■ **Problema proposto 1**: Extraia do texto sobre o projeto Thrace o trecho que começa em "O álbum, editado" e termina em "contextualiza o violoncelista.".
■ **Problema proposto 2**: No texto sobre o projeto Thrace, em que ano foi editado o disco Drum Suite, de Art Blakey And The Jazz Messengers?

A Trácia, ponte entre a Europa e a Ásia, terreno fertilizado por grandes civilizações, como a romana, a grega e a persa. A Trácia, civilização da antiguidade que visitaremos no concerto de abertura do Ciclo Músicas do Mundo da Fundação Calouste Gulbenkian, este sábado (Grande Auditório, 21h, 18€). Ou melhor, uma ideia de Trácia. “Descobri nessa civilização uma metáfora ideal para o nosso projecto: transfronteiriça, aberta a outros povos e à interacção com eles. É isso que procuramos no nosso grupo, e talvez seja disso que o mundo precisa por estes dias”. Di-lo em entrevista por email Jean-Guihen Queyras, violoncelista francês de 49 anos, reconhecido pelo virtuosismo e elogiado pelo eclectismo de um repertório em que cabe Bach e Pierre Boulez (foi solista do Ensemble InterContemporain fundado por este em 1972), onde coexistem Haydn e Ligeti, o barroco, o clássico, o contemporâneo, o jazz e as músicas de outras latitudes. Agora, a Trácia. Ou melhor, Thrace – Sunday Morning Sessions, ou seja, a música que resulta do encontro do violoncelo de Queyras, uma lira (a do grego Sokratis Sinopoulos) e o zarb, o bendir (instrumentos de percussão persas) e o udu, um aerofone (igualmente persa), tocados pelos irmãos Bijan e Keyvan Chemirani.

O álbum, editado em Agosto pela Harmonia Mundi, promove um encontro feliz e frutuoso, num momento febril pela cavalgada da percussão, noutro tocante pelo majestoso mistério que evoca quando lira e violoncelo dialogam de olhos cerrados (os nossos, perante a força evocativa do som). Encontra-se a tradição europeia e a asiática. Encontram-se velhos conhecidos: os irmãos Chemirani, filhos do grande percussionista iraniano Djamshid Cherimani, radicado em França desde a década de 1960, são velhos amigos de Queyras. “A amizade de uma vida que me une a Keyvan e Bijan foi o início [do projecto], o que se combinou com a minha curiosidade por estilos de música diferentes dos que aprendi no Conservatório”, contextualiza o violoncelista.

O título do álbum que apresentarão na Gulbenkian aponta, por sua vez, para outro elemento determinante na criação desta música. Sunday Morning “combina o nome de uma das nossas melodias com uma referência ao jazz e às jam sessions. Além disso, evoca um encontro com amigos fora do contexto habitual, fora, até, do tempo do concerto”. Não surpreende, portanto, que Jean-Guihen Queyras confesse que, enquanto músico, “o novo elemento essencial neste projecto é a improvisação, a definição da forma de uma peça no momento da sua performance”. O elemento de improvisação, neste formato, pode ser a grande novidade de Sunday Morning Sessions para Jean-Guihen Queyras, mas o jazz tem, nele, raízes fundas. Enquanto refere as muitas viagens que fez na infância, incluindo os três anos passados com os pais na Argélia, entre os 5 e os 8 anos, como determinantes para a sua curiosidade perante outras culturas, dirá que um dos primeiros discos com que manteve uma relação obsessiva, “muito antes de começar a tocar violoncelo”, foi Drum Suite, de Art Blakey And The Jazz Messengers. Tudo aquilo que tentou fazer em Thrace: Sunday Morning Sessions já estava no disco editado em 1957: “A percussão, um grande músico à procura de pontes entre a música de dois continentes, naquele caso, o norte-americano e o africano”.

■ **Material fornecido**:
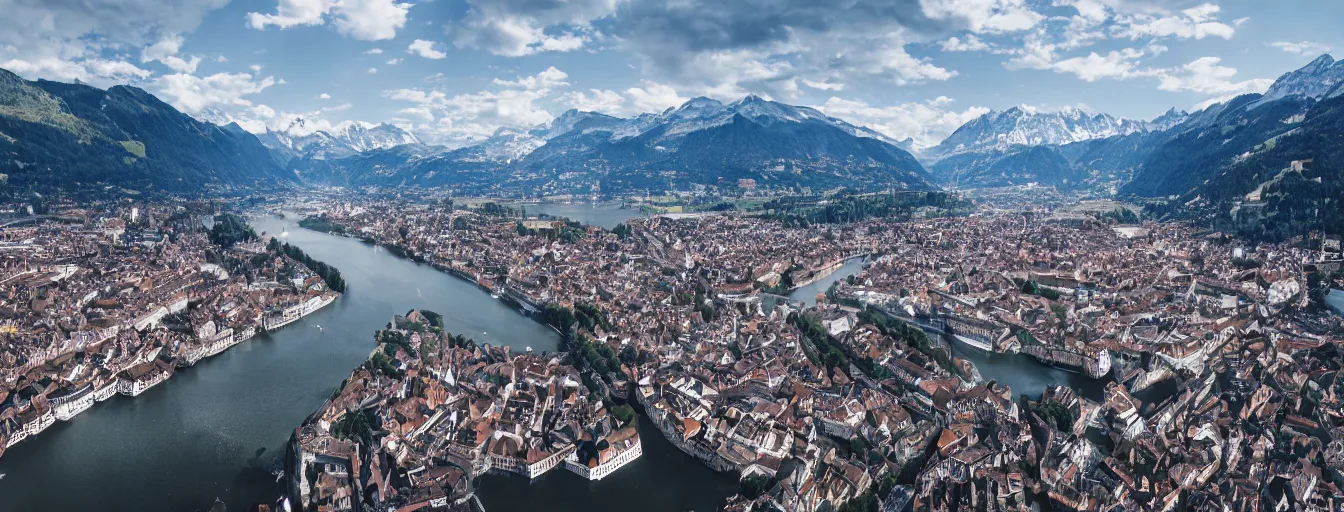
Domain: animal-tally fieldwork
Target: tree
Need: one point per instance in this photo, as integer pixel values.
(624, 413)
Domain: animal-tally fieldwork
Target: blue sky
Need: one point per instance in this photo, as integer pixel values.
(456, 70)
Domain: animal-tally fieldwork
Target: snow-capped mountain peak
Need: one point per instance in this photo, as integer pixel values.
(1313, 81)
(1030, 126)
(350, 137)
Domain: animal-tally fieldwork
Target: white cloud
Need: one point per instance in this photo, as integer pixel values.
(968, 43)
(425, 49)
(200, 94)
(1116, 65)
(829, 86)
(1303, 47)
(165, 51)
(514, 36)
(518, 28)
(1207, 75)
(359, 19)
(596, 100)
(926, 122)
(96, 71)
(1194, 23)
(984, 16)
(461, 118)
(652, 97)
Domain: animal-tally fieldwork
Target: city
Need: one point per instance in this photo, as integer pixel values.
(600, 256)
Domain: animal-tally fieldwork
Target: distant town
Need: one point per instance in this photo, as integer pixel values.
(1211, 363)
(116, 299)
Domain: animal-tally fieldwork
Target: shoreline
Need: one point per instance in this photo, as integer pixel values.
(116, 387)
(717, 465)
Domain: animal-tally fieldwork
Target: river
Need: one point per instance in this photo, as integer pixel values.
(808, 294)
(218, 429)
(1023, 374)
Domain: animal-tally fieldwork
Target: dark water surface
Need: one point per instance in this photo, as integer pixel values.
(808, 294)
(218, 429)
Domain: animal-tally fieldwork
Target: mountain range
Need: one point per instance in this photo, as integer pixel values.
(75, 137)
(699, 143)
(1257, 159)
(346, 140)
(1266, 164)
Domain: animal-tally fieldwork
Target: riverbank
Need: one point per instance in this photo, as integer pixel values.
(219, 430)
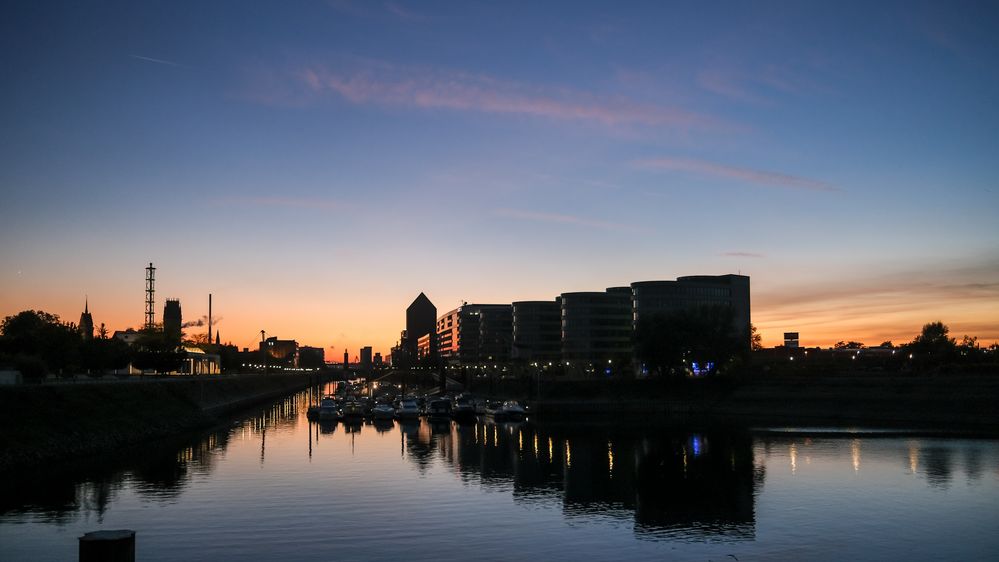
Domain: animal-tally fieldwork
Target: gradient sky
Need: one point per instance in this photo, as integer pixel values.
(316, 165)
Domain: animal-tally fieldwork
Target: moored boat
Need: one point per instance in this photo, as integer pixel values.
(438, 409)
(503, 411)
(352, 408)
(382, 412)
(327, 409)
(407, 408)
(463, 408)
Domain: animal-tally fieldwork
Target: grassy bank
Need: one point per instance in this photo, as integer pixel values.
(937, 401)
(46, 423)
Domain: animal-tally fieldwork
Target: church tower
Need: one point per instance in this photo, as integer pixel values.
(86, 325)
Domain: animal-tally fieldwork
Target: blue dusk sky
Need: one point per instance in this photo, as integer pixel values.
(316, 165)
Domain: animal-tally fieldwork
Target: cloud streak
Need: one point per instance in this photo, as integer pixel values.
(555, 218)
(742, 255)
(747, 175)
(158, 61)
(385, 84)
(287, 202)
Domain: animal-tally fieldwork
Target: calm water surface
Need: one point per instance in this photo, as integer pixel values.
(275, 486)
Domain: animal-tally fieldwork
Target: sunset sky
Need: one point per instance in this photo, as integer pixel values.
(316, 165)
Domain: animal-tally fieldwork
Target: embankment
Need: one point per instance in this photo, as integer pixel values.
(945, 402)
(47, 423)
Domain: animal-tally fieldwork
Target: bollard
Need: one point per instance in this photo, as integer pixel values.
(108, 546)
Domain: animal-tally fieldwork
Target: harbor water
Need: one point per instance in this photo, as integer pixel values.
(274, 486)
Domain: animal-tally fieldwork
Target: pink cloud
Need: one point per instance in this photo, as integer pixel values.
(563, 219)
(403, 13)
(760, 177)
(742, 255)
(291, 202)
(428, 88)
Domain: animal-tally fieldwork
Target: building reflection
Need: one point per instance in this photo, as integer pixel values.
(695, 485)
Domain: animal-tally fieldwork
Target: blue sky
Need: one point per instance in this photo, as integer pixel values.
(316, 166)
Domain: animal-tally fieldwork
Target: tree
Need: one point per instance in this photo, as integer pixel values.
(670, 344)
(933, 341)
(38, 334)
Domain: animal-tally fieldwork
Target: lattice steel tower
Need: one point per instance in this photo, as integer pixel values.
(150, 298)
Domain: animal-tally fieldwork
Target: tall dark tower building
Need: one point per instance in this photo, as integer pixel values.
(86, 322)
(421, 319)
(172, 319)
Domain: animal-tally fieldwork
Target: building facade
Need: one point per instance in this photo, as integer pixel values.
(476, 333)
(86, 326)
(537, 331)
(695, 291)
(366, 358)
(421, 319)
(597, 330)
(283, 353)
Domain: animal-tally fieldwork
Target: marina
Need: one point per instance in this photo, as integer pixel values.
(275, 485)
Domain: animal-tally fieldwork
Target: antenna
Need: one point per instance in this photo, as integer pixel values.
(150, 296)
(209, 318)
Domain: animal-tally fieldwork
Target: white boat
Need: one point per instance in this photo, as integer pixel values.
(407, 408)
(383, 412)
(509, 410)
(438, 409)
(352, 408)
(326, 410)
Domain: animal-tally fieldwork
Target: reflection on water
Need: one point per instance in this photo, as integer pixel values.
(708, 492)
(673, 484)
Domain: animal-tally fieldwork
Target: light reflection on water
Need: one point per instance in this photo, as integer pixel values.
(273, 485)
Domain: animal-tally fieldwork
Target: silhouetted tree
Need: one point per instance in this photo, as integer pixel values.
(38, 334)
(934, 342)
(102, 354)
(755, 339)
(669, 344)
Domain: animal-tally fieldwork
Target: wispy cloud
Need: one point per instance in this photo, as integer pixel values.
(556, 218)
(759, 177)
(372, 82)
(158, 61)
(892, 306)
(742, 255)
(404, 13)
(289, 202)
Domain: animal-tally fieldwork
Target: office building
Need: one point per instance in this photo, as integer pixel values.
(476, 333)
(597, 329)
(537, 330)
(311, 357)
(730, 291)
(421, 319)
(280, 352)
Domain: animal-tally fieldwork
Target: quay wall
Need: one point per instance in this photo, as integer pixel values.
(962, 402)
(53, 422)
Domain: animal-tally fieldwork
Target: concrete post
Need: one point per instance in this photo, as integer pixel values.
(108, 546)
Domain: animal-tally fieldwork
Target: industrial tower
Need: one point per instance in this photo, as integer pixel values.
(150, 298)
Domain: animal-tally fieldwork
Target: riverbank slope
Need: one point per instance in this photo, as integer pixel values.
(47, 423)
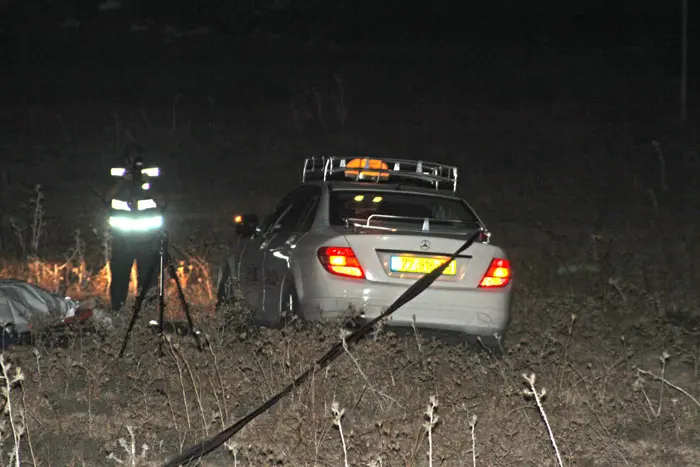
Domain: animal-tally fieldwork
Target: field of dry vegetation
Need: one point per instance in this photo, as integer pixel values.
(581, 176)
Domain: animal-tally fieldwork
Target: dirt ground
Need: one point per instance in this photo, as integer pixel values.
(575, 160)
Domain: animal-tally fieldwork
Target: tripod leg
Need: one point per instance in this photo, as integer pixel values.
(183, 302)
(137, 304)
(161, 294)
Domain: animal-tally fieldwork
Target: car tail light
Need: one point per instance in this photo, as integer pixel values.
(498, 274)
(340, 261)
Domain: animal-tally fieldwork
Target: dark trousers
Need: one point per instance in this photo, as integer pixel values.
(125, 250)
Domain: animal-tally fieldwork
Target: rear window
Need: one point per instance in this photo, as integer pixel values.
(360, 204)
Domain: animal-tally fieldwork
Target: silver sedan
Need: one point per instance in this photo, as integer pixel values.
(355, 234)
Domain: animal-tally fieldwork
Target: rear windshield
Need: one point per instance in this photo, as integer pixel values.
(360, 204)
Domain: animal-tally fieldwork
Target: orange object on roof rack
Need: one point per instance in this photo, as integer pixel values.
(376, 170)
(381, 169)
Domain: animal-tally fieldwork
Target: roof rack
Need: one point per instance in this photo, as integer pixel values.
(378, 169)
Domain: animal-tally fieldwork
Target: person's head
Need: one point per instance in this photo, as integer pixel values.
(133, 155)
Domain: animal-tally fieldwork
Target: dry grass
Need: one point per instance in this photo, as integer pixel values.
(604, 403)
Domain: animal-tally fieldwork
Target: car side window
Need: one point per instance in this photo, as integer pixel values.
(273, 217)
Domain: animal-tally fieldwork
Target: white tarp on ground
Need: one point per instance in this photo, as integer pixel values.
(22, 303)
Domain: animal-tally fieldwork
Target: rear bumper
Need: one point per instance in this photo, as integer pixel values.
(472, 312)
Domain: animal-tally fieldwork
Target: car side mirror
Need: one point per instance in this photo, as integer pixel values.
(246, 224)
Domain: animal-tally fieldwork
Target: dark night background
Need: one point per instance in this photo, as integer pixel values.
(533, 93)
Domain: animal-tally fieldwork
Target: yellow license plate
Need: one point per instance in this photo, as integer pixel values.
(418, 265)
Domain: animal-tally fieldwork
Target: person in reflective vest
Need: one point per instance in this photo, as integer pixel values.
(136, 220)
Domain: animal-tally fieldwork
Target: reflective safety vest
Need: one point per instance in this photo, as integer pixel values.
(140, 214)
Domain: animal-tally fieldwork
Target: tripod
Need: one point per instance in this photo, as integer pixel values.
(161, 259)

■ **Resposta completa 1**:
O álbum, editado em Agosto pela Harmonia Mundi, promove um encontro feliz e frutuoso, num momento febril pela cavalgada da percussão, noutro tocante pelo majestoso mistério que evoca quando lira e violoncelo dialogam de olhos cerrados (os nossos, perante a força evocativa do som). Encontra-se a tradição europeia e a asiática. Encontram-se velhos conhecidos: os irmãos Chemirani, filhos do grande percussionista iraniano Djamshid Cherimani, radicado em França desde a década de 1960, são velhos amigos de Queyras. “A amizade de uma vida que me une a Keyvan e Bijan foi o início [do projecto], o que se combinou com a minha curiosidade por estilos de música diferentes dos que aprendi no Conservatório”, contextualiza o violoncelista.

■ **Resposta completa 2**: Em 1957.